*** Available data Section Begins ***

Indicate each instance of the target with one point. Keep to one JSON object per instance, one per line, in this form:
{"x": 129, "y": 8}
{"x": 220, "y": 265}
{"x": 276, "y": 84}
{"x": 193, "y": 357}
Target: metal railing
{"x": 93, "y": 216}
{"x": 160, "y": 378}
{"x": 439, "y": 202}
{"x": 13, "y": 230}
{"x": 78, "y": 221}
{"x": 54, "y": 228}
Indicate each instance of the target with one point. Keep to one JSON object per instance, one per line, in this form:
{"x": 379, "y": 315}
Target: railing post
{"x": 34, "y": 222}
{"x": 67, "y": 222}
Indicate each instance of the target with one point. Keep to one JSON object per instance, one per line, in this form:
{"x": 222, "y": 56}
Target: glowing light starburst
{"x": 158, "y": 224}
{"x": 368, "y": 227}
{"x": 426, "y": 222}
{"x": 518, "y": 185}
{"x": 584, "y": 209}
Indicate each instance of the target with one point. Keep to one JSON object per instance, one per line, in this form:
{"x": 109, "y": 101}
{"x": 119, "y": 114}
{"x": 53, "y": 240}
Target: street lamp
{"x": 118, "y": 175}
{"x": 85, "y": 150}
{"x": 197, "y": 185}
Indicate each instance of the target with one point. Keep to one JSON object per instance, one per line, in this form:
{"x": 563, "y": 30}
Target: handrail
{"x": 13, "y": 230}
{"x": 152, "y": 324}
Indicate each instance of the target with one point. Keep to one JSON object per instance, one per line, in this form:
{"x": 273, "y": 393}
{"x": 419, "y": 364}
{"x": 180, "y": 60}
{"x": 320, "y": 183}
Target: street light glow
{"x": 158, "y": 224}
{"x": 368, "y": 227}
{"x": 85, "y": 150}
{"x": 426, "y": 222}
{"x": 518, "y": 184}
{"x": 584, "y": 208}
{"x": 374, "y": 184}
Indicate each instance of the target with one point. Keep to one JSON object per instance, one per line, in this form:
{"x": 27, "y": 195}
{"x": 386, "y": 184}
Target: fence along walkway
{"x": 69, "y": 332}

*** Available data Section Ends ***

Task requirements: Repeat the whole listing verbatim.

Task answer:
Indicate each instance of the target with one point. Keep to one JSON object per instance, one per line, in this form:
{"x": 129, "y": 8}
{"x": 220, "y": 265}
{"x": 276, "y": 84}
{"x": 193, "y": 357}
Target: metal railing
{"x": 93, "y": 216}
{"x": 160, "y": 378}
{"x": 439, "y": 202}
{"x": 13, "y": 230}
{"x": 78, "y": 221}
{"x": 54, "y": 228}
Indicate each instance of the target with one point. Keep to one JSON object per instance, one per line, in this form:
{"x": 379, "y": 315}
Target: railing post
{"x": 34, "y": 222}
{"x": 67, "y": 222}
Indicate each instance of the target with one point. Keep to one JSON object per instance, one per line, in this form:
{"x": 222, "y": 56}
Target: glowing light starburst
{"x": 158, "y": 224}
{"x": 368, "y": 227}
{"x": 426, "y": 222}
{"x": 518, "y": 185}
{"x": 584, "y": 209}
Indicate each instance of the target with one point. Keep to one JSON object per instance, one per line, in this form:
{"x": 109, "y": 101}
{"x": 119, "y": 114}
{"x": 53, "y": 240}
Target: street lamp
{"x": 118, "y": 175}
{"x": 85, "y": 150}
{"x": 197, "y": 185}
Indicate each instance of the target with one point. Keep to one JSON object per instance, one per line, in this form:
{"x": 563, "y": 30}
Target: handrail
{"x": 13, "y": 230}
{"x": 152, "y": 324}
Indicate each instance of the target with one point. Keep to one JSON object per instance, one per line, in this form:
{"x": 273, "y": 393}
{"x": 419, "y": 364}
{"x": 180, "y": 60}
{"x": 320, "y": 183}
Target: street light glow
{"x": 158, "y": 224}
{"x": 368, "y": 227}
{"x": 85, "y": 150}
{"x": 426, "y": 222}
{"x": 518, "y": 184}
{"x": 584, "y": 208}
{"x": 374, "y": 184}
Indicate each instance of the target with one point. Keep to one JSON object per instance, one per line, in this form:
{"x": 27, "y": 195}
{"x": 386, "y": 184}
Target: fence along walkway
{"x": 69, "y": 332}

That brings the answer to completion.